(Records from a data collection)
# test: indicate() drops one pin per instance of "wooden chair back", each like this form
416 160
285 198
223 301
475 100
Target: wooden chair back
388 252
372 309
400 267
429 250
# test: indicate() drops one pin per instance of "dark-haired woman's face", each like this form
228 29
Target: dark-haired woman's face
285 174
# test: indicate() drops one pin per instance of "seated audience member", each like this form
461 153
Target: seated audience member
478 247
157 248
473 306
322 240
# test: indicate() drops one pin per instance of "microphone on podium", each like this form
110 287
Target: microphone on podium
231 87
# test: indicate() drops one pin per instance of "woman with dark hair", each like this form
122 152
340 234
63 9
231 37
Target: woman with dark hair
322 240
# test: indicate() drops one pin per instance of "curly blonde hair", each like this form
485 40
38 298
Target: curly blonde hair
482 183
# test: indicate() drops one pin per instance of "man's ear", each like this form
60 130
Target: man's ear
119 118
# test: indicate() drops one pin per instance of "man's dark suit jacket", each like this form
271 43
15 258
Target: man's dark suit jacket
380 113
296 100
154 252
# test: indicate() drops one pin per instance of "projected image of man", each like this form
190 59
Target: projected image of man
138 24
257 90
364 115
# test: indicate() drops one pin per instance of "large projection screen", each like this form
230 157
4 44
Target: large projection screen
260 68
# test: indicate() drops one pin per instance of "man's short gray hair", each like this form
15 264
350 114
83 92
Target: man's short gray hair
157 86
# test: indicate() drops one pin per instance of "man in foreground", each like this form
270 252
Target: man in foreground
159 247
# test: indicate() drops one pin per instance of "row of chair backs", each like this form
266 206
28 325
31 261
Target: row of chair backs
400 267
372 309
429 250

TASK OBJECTIVE - Write out every line exactly as it stands.

SOLUTION -
# test: indicate() drops one pin per instance of "wooden chair back", each like this form
416 160
285 198
223 301
475 100
Target: wooden chair back
388 252
372 309
400 267
429 250
# test: indicate() drops one pin per instance of "dark-haired woman's face", each like this form
228 29
Target: dark-haired woman's face
285 174
# test: indicate() drops one pin per instance of "seated audience member", each like this form
461 153
Target: seated audience member
478 247
157 248
473 306
322 240
# test: indicate() drops one pin per instance of "microphone on podium", each like this form
110 287
Target: microphone on podium
231 87
# test: indicate() drops one pin per instance of "woman with dark hair", each like this form
122 152
340 234
63 9
231 37
Target: woman with dark hair
322 240
# test: indicate() drops one pin per instance of "curly blonde hair", each like this form
485 40
38 298
Target: curly blonde hair
482 183
# test: indicate() drops one pin per instance of "man's ear", each like this form
60 130
Target: man's ear
119 118
# test: indicate() drops one pin per instance of "man's dark suit jacket", each like this form
271 43
15 258
Target: man's dark suit jacket
380 113
296 100
154 252
# test: indicate() drops one pin per instance of "projected image of man", each like this form
190 59
Target: projected image of man
138 24
257 90
364 115
# test: indicate() drops one pin per instance of "large projection screen", each like this form
230 157
4 44
Target: large projection screen
260 68
# test: indicate() drops one pin per instance of "man's short gray hair", each like this form
15 264
350 114
83 92
Target: man's short gray hair
157 86
# test: indicate() drops one pin per instance of "man in foreground", each like this form
270 252
Target: man in foreground
159 247
# test: indicate() drops one pin per instance of "row of chair backs", each like this form
266 206
28 325
31 261
Target: row of chair backs
400 267
372 309
429 250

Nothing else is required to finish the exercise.